Dans cette affaire, s’agit-il bien de liberté d’expression ? Ne savent-ils pas que la représentation du Prophète est taboue ? Ne savent-ils pas que, dans certains pays, la misère morale et sociale des musulmans en fait un terreau malléable ? Ne savent-ils pas que la désespérance, dans les camps palestiniens, a fait émerger deux repères : Dieu et la guerre ? Ils les ont gérés ensemble en élisant le Hamas, parce qu’il est présent sur le terrain de leur détresse.
Les journalistes ne sont pas à ce point ignorants ou indifférents à la réalité du monde. Nous sommes face à un problème de déontologie (ou d’absence de déontologie) qui offre aux extrémistes une vitrine mondialisée. Les intégristes ont instrumentalisé une religion, un Dieu et un Prophète à des fins de politique obscurantiste.
Tout écrit peut tuer, les dessins ont tué. Ils ont, dans un amalgame douteux, insulté les musulmans. Ceux qui travaillent avec ces derniers en France ou ailleurs dans le monde arabe, sans être eux-mêmes musulmans, savent que les pratiquants d’un islam « apaisé » sans rejet des autres et respectueux des lois de la République sont, de loin, les plus nombreux. Les médias européens les ont montrés comme des fanatiques, sans esprit critique et sans humour alors qu’ils sont porteurs de civilisation au même titre que nous.
La liberté a un corollaire : la responsabilité. À voir les conséquences de ces caricatures, c’est cher payé.

------------------------------------

Consigne: Recopiez sans rien modifier le passage de l'article sur les caricatures qui commence par « Dans cette affaire, s’agit-il » et se termine par « de leur détresse. ».

Données fournies:
------------------------------------

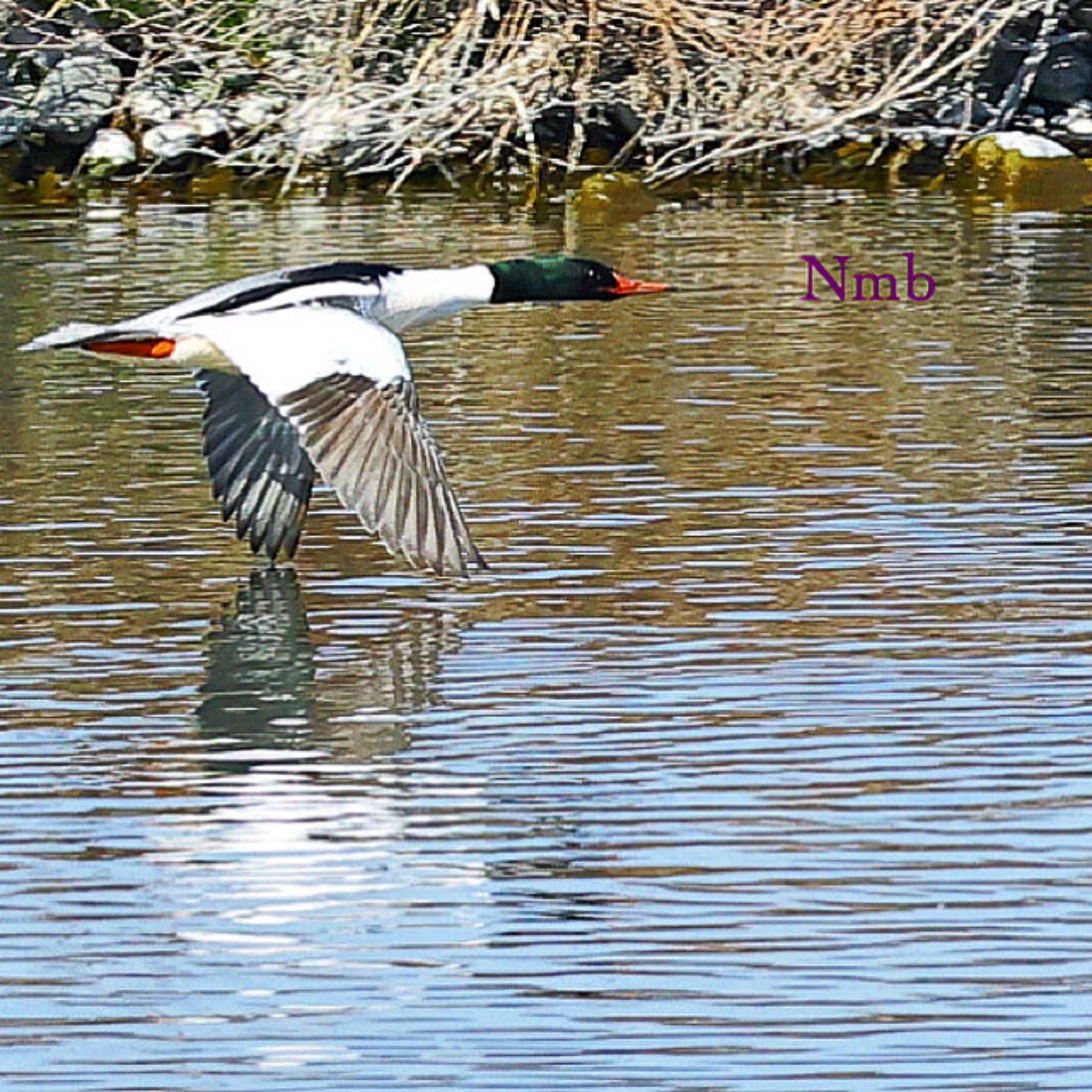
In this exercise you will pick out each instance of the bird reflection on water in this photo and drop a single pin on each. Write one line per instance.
(270, 689)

------------------------------------

Tâche accomplie:
Dans cette affaire, s’agit-il bien de liberté d’expression ? Ne savent-ils pas que la représentation du Prophète est taboue ? Ne savent-ils pas que, dans certains pays, la misère morale et sociale des musulmans en fait un terreau malléable ? Ne savent-ils pas que la désespérance, dans les camps palestiniens, a fait émerger deux repères : Dieu et la guerre ? Ils les ont gérés ensemble en élisant le Hamas, parce qu’il est présent sur le terrain de leur détresse.